# [TASK GOAL]
Retype every entry below without pictures.

# [THE RECORDS]
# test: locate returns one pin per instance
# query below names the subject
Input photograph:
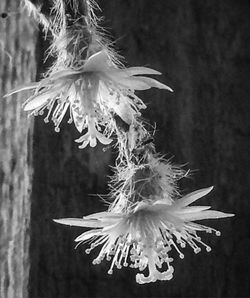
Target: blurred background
(202, 49)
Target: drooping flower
(93, 94)
(150, 177)
(145, 237)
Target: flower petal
(192, 197)
(22, 88)
(87, 235)
(208, 214)
(97, 62)
(154, 83)
(37, 101)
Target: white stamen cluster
(146, 218)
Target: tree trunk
(17, 66)
(200, 46)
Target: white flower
(145, 237)
(97, 90)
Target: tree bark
(17, 66)
(200, 47)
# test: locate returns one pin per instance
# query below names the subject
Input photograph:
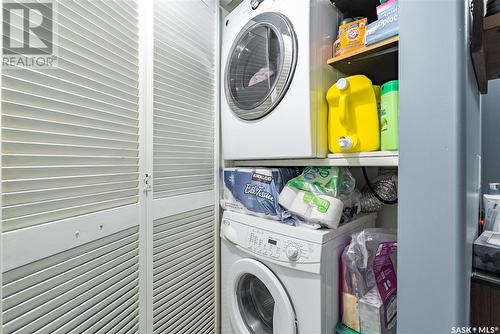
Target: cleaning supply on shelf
(491, 204)
(353, 120)
(387, 24)
(318, 195)
(255, 191)
(343, 329)
(389, 111)
(351, 37)
(487, 252)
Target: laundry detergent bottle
(353, 120)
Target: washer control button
(292, 252)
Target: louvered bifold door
(184, 155)
(71, 199)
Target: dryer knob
(292, 252)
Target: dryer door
(260, 66)
(258, 302)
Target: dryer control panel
(274, 246)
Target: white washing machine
(281, 279)
(275, 77)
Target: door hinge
(147, 182)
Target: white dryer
(275, 77)
(281, 279)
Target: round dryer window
(260, 66)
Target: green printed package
(319, 195)
(332, 181)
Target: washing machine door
(258, 302)
(260, 65)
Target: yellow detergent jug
(353, 122)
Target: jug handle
(343, 110)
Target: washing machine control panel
(282, 248)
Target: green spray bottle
(389, 105)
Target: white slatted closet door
(71, 205)
(184, 167)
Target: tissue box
(487, 252)
(387, 24)
(255, 191)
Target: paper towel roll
(299, 206)
(330, 218)
(287, 196)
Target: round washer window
(260, 66)
(256, 304)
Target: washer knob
(292, 252)
(255, 3)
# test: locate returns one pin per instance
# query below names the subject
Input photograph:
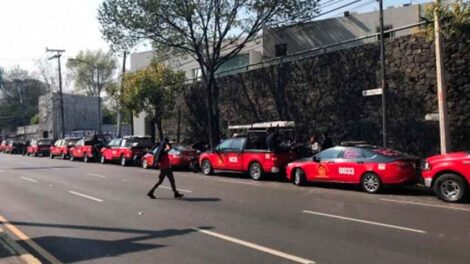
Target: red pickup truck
(39, 146)
(448, 175)
(86, 149)
(62, 147)
(127, 149)
(238, 154)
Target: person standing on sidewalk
(163, 160)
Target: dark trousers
(165, 173)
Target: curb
(19, 254)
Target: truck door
(218, 158)
(327, 165)
(351, 165)
(235, 155)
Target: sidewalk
(12, 253)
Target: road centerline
(96, 175)
(256, 247)
(425, 204)
(366, 222)
(28, 179)
(86, 196)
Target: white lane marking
(426, 204)
(28, 179)
(257, 247)
(182, 190)
(367, 222)
(86, 196)
(239, 182)
(96, 175)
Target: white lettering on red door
(346, 171)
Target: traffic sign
(372, 92)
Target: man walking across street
(161, 156)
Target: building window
(280, 50)
(386, 34)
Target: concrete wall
(80, 113)
(319, 33)
(324, 93)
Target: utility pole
(441, 84)
(58, 54)
(119, 112)
(383, 76)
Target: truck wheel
(451, 188)
(256, 171)
(299, 177)
(123, 161)
(371, 183)
(207, 167)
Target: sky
(27, 27)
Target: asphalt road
(71, 212)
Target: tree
(19, 94)
(153, 90)
(211, 31)
(92, 72)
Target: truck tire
(299, 178)
(206, 167)
(123, 161)
(256, 171)
(451, 188)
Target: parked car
(242, 155)
(87, 149)
(368, 166)
(39, 147)
(3, 145)
(14, 147)
(180, 157)
(448, 175)
(126, 150)
(62, 147)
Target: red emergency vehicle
(86, 149)
(127, 149)
(39, 146)
(180, 157)
(3, 145)
(62, 147)
(448, 175)
(370, 167)
(248, 151)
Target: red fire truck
(248, 150)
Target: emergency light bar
(274, 124)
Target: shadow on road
(75, 249)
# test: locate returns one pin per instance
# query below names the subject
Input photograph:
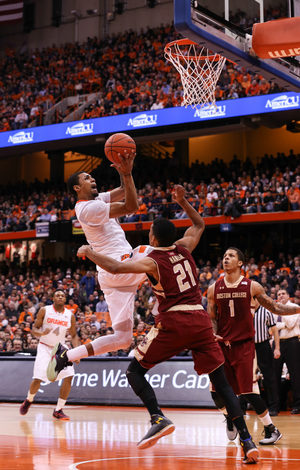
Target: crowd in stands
(213, 189)
(127, 71)
(25, 289)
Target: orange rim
(188, 42)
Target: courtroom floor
(101, 437)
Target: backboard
(225, 27)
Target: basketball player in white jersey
(51, 325)
(97, 214)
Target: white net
(199, 71)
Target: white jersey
(103, 233)
(59, 324)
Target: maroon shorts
(176, 331)
(239, 361)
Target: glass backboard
(225, 27)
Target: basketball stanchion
(277, 38)
(199, 71)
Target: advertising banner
(42, 229)
(162, 117)
(102, 381)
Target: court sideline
(105, 437)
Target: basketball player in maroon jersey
(229, 305)
(181, 323)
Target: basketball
(117, 143)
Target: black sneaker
(231, 430)
(250, 451)
(272, 435)
(161, 426)
(59, 361)
(25, 407)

# [ANSWER AREA]
# test: locate returns one pin per instance
# query below names the subject
Input photograph:
Target: blurred background
(202, 49)
Target: drooping flower
(93, 94)
(150, 177)
(145, 237)
Target: flower petal
(192, 197)
(22, 88)
(87, 235)
(208, 214)
(97, 62)
(154, 83)
(37, 101)
Target: white stamen cluster
(146, 218)
Target: tree trunk
(17, 66)
(200, 46)
Target: white flower
(145, 237)
(97, 90)
Target: tree bark
(17, 66)
(200, 47)
# test: locate returns one pin per instance
# query below names the subject
Input photograph:
Target: cleaning supply on shelf
(491, 204)
(353, 120)
(387, 24)
(318, 195)
(255, 191)
(343, 329)
(389, 111)
(351, 37)
(487, 252)
Target: laundry detergent bottle
(353, 120)
Target: washer control button
(292, 252)
Target: louvered bifold door
(184, 155)
(71, 199)
Target: dryer knob
(292, 252)
Target: dryer door
(260, 66)
(258, 302)
Target: dryer control panel
(274, 246)
Target: white washing machine
(281, 279)
(275, 77)
Target: door hinge
(147, 182)
Target: white dryer
(275, 77)
(281, 279)
Target: round dryer window
(260, 66)
Target: green printed package
(319, 195)
(332, 181)
Target: washing machine door
(258, 302)
(260, 65)
Target: yellow detergent jug
(353, 122)
Target: jug handle
(343, 110)
Target: washing machine control panel
(282, 248)
Target: green spray bottle
(389, 105)
Target: white slatted closet door
(71, 205)
(184, 167)
Target: tissue box
(487, 252)
(387, 24)
(255, 191)
Target: paper towel roll
(299, 206)
(330, 218)
(287, 196)
Target: round washer window
(260, 66)
(256, 304)
Target: washer knob
(292, 252)
(255, 3)
# test: locate returns one pin per instance
# query below names the subject
Input photograph:
Target: red pickup truck
(39, 146)
(448, 175)
(86, 149)
(62, 147)
(127, 149)
(238, 154)
Target: person standing on sidewalk
(163, 160)
Target: dark trousers
(165, 173)
Target: curb
(19, 254)
Target: truck door
(218, 158)
(327, 165)
(351, 165)
(235, 155)
Target: sidewalk
(12, 253)
Target: road centerline
(96, 175)
(256, 247)
(425, 204)
(366, 222)
(28, 179)
(86, 196)
Target: white lane marking
(426, 204)
(28, 179)
(257, 247)
(182, 190)
(367, 222)
(86, 196)
(239, 182)
(96, 175)
Target: white lettering on red door
(346, 171)
Target: traffic sign
(372, 92)
Target: man walking across street
(161, 156)
Target: building window
(280, 50)
(386, 34)
Target: concrete wall
(80, 113)
(319, 33)
(324, 93)
Target: utility pole
(441, 84)
(58, 54)
(119, 112)
(383, 76)
Target: truck wheel
(451, 188)
(256, 171)
(299, 177)
(123, 161)
(371, 183)
(207, 167)
Target: sky
(27, 27)
Target: asphalt road
(71, 212)
Target: tree
(19, 94)
(153, 90)
(211, 31)
(92, 72)
Target: truck tire
(299, 178)
(206, 167)
(123, 161)
(256, 171)
(451, 188)
Target: parked car
(242, 155)
(87, 149)
(368, 166)
(39, 147)
(3, 145)
(14, 147)
(180, 157)
(448, 175)
(126, 150)
(62, 147)
Target: red emergency vehicle
(86, 149)
(127, 149)
(39, 146)
(180, 157)
(3, 145)
(62, 147)
(448, 175)
(370, 167)
(248, 151)
Target: red fire truck
(248, 150)
Target: emergency light bar
(274, 124)
Target: shadow on road
(75, 249)
# test: locate returns one pin per instance
# query below names the subject
Input photograph:
Target: crowd in stands
(213, 189)
(127, 71)
(25, 289)
Target: orange rim
(188, 42)
Target: courtroom floor
(101, 437)
Target: backboard
(225, 27)
Target: basketball player in white jersey
(51, 325)
(97, 214)
Target: white net
(199, 71)
Target: white jersey
(103, 233)
(59, 324)
Target: maroon shorts
(176, 331)
(239, 361)
Target: glass backboard
(225, 27)
Target: basketball stanchion
(277, 38)
(199, 71)
Target: advertising banner
(42, 229)
(162, 117)
(102, 381)
Target: court sideline
(105, 437)
Target: basketball player in maroon jersey
(229, 305)
(181, 323)
Target: basketball
(117, 143)
Target: black sneaker
(231, 430)
(250, 451)
(272, 435)
(161, 426)
(59, 361)
(25, 407)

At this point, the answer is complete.